» **Selected passage**:
-- Opening Marker --
Tuesday, July 29, 2014

Fire Ant Allergy and ER Visits

I thought we had been doing pretty good by avoiding the ER since December.  Unfortunately we had another quick trip to our local ER in June.  Little Punkin was swimming at our neighborhood pool with my husband.  She was walking around the edge and playing in the lounge chairs.  There were quite a few ants nearby due to all the sticky spills around the outside of the pool from all the recent pool parties.

As they were leaving the pool my husband noticed that she was very itchy and suddenly became very cranky.  He thought she was just tired and hot.  He brought her home and I placed her in a warm bath while I rinsed out her swimsuit.  When I pulled her out of the tub to wrap her in a towel, I noticed that she was very red.  Within seconds she was covered in a bright red, itchy rash.  She began to shriek as I tried to dry her off.  The red rash turned into huge red, raised hives that were welts covering her entire body.  I noticed that one foot was especially swollen and red.

We gave her some Benadryl and waited for the swelling to go down.  It was getting worse every second and her screaming was starting to scare me.  She was thrashing around and trying to scratch her skin off.  I quickly put on her diaper and tried to calm her as we waited.  Then she got scary quiet as the redness kept spreading up her torso and onto her face and neck.  That's when I began to panic.

I told my husband that I thought I should take her somewhere to monitor her oxygen levels and heart rate.  He agreed so he dressed her while I grabbed the diaper bag and loaded the car.  Soon we were on our way to the local ER which is just across the highway from our house.  By the time I walked in the doors, Punkin was a mass of raised welts and the color of ripe strawberries.  The nurse immediately took us back to a room, took of her jammies, and started checking her vital signs.
-- Closing Marker --
» **Data extracts**:
-- Opening Marker --
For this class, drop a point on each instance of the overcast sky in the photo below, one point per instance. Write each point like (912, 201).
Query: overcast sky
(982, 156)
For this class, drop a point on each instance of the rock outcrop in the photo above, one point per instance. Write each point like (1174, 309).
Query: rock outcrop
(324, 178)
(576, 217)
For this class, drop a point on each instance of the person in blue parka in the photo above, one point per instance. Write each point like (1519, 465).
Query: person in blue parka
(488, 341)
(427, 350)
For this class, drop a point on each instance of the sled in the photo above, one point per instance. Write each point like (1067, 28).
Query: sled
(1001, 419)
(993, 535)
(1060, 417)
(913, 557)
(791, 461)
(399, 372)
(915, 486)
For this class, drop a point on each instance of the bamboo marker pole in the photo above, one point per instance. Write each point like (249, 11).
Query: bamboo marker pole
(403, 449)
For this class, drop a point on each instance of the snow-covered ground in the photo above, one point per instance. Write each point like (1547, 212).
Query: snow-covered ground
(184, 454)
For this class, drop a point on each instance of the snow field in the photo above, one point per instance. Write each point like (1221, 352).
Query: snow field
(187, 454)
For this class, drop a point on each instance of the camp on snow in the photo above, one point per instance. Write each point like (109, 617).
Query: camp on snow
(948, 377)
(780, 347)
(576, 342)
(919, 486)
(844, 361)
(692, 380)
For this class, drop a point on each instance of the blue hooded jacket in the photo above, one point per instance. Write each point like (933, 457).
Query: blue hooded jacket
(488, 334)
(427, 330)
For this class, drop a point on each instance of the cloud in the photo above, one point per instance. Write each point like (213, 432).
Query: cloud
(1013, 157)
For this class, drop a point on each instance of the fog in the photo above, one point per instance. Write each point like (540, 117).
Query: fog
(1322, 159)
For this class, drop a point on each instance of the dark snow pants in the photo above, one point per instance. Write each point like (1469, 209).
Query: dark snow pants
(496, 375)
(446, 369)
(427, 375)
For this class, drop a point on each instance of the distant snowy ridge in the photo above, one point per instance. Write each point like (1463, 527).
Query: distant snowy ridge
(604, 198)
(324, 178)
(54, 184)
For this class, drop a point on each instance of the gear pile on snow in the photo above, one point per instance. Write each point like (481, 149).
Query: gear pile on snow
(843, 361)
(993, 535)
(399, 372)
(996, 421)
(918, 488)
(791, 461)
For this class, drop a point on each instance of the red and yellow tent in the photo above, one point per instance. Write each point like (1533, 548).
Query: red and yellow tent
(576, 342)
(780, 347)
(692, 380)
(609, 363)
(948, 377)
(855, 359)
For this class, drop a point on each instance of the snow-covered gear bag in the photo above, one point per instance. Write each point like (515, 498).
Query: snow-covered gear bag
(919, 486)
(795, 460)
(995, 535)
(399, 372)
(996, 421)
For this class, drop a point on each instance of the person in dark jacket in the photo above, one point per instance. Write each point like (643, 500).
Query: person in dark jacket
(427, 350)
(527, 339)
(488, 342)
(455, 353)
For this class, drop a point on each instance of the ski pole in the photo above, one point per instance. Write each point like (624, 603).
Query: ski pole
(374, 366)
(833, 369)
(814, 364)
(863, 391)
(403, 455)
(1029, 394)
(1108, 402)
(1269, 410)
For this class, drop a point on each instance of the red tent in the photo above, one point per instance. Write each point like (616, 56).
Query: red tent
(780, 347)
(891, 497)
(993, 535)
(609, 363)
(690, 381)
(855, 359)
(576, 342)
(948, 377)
-- Closing Marker --
» **Exercise objective**:
Update the part of the fire ant allergy account that opens with the words containing "We gave her" and closes with "her vital signs.", changing "Benadryl" to "antihistamine".

» **Answer to this task**:
We gave her some antihistamine and waited for the swelling to go down.  It was getting worse every second and her screaming was starting to scare me.  She was thrashing around and trying to scratch her skin off.  I quickly put on her diaper and tried to calm her as we waited.  Then she got scary quiet as the redness kept spreading up her torso and onto her face and neck.  That's when I began to panic.

I told my husband that I thought I should take her somewhere to monitor her oxygen levels and heart rate.  He agreed so he dressed her while I grabbed the diaper bag and loaded the car.  Soon we were on our way to the local ER which is just across the highway from our house.  By the time I walked in the doors, Punkin was a mass of raised welts and the color of ripe strawberries.  The nurse immediately took us back to a room, took of her jammies, and started checking her vital signs.